>> begin Extracted data

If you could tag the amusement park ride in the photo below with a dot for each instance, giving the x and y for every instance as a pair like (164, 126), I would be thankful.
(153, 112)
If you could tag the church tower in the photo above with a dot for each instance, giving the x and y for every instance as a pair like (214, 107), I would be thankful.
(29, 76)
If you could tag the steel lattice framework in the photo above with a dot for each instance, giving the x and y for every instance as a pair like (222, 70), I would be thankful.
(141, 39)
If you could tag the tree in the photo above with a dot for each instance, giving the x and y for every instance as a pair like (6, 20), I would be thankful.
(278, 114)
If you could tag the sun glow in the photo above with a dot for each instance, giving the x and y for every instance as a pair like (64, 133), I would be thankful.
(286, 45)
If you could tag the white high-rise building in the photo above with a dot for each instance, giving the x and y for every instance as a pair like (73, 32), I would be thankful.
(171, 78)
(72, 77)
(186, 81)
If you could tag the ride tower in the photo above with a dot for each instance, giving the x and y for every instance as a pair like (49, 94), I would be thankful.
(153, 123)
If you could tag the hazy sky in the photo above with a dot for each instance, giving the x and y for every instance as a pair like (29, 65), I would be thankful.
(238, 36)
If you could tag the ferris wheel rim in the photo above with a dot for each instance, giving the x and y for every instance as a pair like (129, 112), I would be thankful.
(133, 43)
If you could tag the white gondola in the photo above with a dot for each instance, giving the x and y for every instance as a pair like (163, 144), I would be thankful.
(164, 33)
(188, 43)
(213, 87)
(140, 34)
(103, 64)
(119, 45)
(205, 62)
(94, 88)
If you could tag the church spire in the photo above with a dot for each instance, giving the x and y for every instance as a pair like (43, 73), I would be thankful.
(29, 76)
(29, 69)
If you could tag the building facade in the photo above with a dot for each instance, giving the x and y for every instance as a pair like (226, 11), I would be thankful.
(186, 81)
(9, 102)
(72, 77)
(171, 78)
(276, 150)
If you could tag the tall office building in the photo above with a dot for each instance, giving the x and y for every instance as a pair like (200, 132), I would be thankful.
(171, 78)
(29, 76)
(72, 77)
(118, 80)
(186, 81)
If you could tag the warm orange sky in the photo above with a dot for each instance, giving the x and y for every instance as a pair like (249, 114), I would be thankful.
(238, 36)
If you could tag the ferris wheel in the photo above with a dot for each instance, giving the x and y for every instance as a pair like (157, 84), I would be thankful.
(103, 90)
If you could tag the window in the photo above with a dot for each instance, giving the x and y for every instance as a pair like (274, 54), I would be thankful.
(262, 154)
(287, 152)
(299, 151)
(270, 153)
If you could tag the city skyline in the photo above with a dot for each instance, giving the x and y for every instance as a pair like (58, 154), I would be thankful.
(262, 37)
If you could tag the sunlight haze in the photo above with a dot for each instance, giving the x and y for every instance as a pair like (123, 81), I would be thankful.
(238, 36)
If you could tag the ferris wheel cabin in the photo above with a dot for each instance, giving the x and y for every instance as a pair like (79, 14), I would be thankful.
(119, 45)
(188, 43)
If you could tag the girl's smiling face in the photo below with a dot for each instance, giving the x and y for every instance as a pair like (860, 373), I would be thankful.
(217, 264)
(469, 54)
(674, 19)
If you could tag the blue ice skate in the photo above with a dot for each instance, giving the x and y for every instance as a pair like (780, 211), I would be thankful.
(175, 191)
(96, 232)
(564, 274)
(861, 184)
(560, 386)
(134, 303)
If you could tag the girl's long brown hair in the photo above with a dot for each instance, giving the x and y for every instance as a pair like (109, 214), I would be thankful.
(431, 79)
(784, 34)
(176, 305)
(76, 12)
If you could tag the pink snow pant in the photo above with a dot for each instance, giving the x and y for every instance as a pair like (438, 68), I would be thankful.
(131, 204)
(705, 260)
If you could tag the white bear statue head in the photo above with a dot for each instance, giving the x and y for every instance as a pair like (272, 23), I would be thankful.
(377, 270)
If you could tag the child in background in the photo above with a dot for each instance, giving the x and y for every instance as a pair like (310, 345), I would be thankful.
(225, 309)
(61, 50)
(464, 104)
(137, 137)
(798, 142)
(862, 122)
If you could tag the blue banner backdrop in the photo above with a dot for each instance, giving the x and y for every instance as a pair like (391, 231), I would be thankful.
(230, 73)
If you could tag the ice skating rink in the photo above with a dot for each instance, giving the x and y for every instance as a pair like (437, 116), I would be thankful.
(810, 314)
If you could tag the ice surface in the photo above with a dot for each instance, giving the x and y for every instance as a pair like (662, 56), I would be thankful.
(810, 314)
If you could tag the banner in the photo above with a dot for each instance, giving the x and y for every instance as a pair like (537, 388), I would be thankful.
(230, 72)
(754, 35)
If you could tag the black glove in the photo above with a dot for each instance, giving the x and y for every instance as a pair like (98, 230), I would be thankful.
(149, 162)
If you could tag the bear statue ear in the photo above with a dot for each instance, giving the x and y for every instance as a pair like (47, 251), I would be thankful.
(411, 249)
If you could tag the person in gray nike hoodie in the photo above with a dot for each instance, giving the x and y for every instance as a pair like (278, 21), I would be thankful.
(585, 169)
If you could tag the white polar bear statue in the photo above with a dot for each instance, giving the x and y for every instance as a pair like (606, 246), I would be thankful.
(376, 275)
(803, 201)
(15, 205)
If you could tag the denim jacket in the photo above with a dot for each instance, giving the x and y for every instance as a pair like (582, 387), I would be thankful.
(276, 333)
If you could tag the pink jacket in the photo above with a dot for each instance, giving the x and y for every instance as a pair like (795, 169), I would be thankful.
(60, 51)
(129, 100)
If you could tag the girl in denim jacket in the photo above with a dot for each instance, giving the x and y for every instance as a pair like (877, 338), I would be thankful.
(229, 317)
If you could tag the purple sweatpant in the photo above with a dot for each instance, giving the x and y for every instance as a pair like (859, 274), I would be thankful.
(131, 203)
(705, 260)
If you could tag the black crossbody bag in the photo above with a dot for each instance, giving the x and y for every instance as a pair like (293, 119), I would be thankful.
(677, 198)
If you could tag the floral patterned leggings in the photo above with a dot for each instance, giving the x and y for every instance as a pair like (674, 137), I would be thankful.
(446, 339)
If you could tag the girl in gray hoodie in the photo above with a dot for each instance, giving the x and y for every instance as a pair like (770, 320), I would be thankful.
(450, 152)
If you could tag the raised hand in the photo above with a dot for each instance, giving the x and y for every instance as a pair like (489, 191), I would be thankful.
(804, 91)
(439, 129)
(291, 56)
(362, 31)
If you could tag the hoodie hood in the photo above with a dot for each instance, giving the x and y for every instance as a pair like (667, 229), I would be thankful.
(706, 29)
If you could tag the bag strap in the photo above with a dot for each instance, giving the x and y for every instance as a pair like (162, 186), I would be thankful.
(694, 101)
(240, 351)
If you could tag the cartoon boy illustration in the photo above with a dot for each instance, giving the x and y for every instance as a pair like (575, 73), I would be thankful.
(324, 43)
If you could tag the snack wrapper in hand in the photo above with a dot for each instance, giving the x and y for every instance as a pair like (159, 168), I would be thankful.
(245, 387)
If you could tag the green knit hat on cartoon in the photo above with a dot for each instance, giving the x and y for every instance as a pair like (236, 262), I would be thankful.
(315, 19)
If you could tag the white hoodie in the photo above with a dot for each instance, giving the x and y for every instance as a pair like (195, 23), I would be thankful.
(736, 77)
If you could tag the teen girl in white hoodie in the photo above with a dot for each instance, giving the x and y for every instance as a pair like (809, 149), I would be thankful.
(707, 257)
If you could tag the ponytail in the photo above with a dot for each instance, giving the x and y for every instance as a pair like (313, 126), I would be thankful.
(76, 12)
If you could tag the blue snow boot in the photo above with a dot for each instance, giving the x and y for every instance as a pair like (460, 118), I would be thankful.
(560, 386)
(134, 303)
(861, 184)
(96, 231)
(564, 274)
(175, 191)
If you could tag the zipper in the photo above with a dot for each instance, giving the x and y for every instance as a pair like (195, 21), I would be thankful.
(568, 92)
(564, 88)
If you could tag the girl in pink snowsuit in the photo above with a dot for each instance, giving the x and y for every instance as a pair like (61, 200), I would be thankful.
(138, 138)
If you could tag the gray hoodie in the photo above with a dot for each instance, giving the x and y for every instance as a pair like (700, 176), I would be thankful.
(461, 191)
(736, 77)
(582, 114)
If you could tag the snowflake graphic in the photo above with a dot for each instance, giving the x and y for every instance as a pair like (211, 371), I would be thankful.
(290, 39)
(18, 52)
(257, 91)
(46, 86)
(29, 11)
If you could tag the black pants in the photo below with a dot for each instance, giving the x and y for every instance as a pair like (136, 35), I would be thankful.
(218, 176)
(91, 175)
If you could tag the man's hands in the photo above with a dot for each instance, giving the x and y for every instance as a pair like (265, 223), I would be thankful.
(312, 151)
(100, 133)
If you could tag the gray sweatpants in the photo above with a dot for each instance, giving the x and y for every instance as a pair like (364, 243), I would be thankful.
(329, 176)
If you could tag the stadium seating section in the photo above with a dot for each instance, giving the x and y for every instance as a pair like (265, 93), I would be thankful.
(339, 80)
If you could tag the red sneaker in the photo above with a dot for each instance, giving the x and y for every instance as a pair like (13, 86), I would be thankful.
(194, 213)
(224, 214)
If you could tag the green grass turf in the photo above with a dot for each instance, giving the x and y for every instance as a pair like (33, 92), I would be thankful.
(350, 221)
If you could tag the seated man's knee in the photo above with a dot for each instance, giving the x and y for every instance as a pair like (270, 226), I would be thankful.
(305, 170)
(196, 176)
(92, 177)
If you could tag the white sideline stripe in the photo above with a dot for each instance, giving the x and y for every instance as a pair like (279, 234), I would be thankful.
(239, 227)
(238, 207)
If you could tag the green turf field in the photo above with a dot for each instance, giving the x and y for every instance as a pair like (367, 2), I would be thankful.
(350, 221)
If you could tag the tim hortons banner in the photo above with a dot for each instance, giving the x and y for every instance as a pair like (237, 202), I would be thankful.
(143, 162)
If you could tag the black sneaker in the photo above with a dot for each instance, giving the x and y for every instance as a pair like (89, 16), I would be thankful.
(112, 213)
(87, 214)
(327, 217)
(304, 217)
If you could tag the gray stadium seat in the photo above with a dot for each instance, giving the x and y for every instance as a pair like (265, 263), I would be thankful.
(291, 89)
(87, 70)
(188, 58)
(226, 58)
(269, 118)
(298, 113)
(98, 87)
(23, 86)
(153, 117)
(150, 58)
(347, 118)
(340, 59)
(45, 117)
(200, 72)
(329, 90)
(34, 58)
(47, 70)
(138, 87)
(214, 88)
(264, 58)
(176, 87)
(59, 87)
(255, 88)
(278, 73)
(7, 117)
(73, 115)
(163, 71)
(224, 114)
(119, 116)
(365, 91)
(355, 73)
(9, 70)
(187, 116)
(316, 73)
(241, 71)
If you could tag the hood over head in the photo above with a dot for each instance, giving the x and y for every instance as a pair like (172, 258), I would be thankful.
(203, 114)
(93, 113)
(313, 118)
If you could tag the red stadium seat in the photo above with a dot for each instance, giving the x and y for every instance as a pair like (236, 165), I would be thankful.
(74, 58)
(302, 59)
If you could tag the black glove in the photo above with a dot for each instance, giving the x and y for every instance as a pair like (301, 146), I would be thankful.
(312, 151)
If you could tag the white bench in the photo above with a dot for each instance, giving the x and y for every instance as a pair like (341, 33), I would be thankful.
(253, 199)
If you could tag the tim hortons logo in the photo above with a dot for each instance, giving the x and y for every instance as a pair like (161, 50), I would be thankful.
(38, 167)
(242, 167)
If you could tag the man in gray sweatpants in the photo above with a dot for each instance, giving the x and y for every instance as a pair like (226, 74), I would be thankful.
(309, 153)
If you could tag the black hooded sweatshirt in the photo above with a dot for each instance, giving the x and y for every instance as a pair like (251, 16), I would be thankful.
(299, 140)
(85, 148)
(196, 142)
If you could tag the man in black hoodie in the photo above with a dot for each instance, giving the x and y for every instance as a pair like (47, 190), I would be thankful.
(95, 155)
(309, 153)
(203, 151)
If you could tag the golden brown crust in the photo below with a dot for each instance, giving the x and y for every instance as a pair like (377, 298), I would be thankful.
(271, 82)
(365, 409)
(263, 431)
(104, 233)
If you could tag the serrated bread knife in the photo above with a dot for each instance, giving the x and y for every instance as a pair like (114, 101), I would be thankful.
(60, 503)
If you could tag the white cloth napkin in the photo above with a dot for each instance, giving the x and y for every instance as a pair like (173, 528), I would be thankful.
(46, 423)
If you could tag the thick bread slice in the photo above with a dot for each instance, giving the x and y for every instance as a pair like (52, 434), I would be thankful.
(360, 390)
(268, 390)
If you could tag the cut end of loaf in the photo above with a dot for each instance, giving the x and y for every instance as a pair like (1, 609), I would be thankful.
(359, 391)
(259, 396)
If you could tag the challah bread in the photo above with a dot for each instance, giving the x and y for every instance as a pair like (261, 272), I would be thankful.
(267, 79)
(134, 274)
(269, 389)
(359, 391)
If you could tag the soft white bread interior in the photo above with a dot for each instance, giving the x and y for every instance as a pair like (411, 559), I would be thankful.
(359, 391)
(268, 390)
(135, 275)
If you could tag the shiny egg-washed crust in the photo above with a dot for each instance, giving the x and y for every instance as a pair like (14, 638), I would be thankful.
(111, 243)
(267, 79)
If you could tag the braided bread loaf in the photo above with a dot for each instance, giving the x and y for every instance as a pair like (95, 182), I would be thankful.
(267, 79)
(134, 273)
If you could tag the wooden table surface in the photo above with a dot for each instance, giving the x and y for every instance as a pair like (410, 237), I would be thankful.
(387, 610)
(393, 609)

>> end Extracted data

Repeat exactly the lines from the line containing "If you could tag the thick" through the end of the listing above; both boundary lines are part of the output.

If you could tag the thick bread slice in the photo above with a dot for each instance, giving the x and y for every instance as a pair like (52, 434), I would be thankful.
(360, 390)
(268, 390)
If you could tag the cut end of loaf in the photo above with a dot for each instance, giving the x and y for every instance as a pair like (1, 609), I would be thankful.
(359, 391)
(259, 396)
If you could tag the challah bread in the photo above with a dot for each instance, giving the x and y for every instance as a pair like (261, 272), I would be thankful.
(267, 79)
(134, 274)
(269, 389)
(359, 391)
If you could tag the soft white bread interior in the photo above with a dot for each instance, giving the x and y for every instance as a pair like (411, 559), I would be thankful.
(359, 391)
(268, 390)
(135, 275)
If you could tag the shiny egg-washed crust in the photo above with a dot for each instance, giving the x and y for every instance as a pair like (14, 638), I would be thankful.
(111, 243)
(267, 79)
If you could tag the braided bread loaf in the photo above with a dot for each instance, giving the x and y for every instance as a pair like (95, 182), I would be thankful.
(267, 79)
(134, 273)
If you could tag the wooden table surface in the photo above with a dot for each instance, giving the x and y for every instance as a pair like (410, 237), I would be thankful.
(387, 610)
(393, 609)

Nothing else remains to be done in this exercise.